**What the exercise asks:** Leave every picture behind and copy the rest of the entries below exactly.

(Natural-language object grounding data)
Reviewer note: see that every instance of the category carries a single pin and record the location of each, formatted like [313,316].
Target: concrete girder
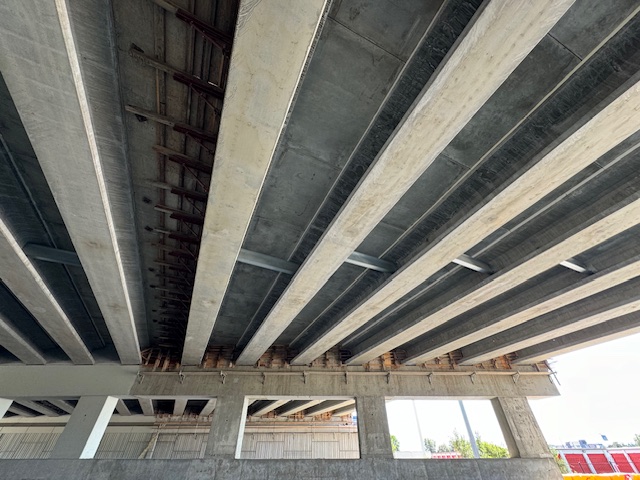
[209,407]
[583,147]
[62,405]
[71,381]
[26,283]
[615,303]
[595,335]
[329,406]
[297,406]
[36,407]
[494,46]
[67,48]
[18,410]
[271,46]
[497,340]
[488,323]
[146,404]
[18,345]
[269,408]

**Output:**
Reviewer note: see that every instance of the category carries a single pin and record the location of each, formatted like [313,316].
Target: concrete girder
[209,407]
[583,147]
[62,405]
[71,381]
[26,283]
[615,303]
[595,335]
[329,406]
[297,406]
[36,407]
[494,46]
[67,48]
[18,410]
[271,46]
[497,340]
[488,323]
[146,404]
[18,345]
[269,408]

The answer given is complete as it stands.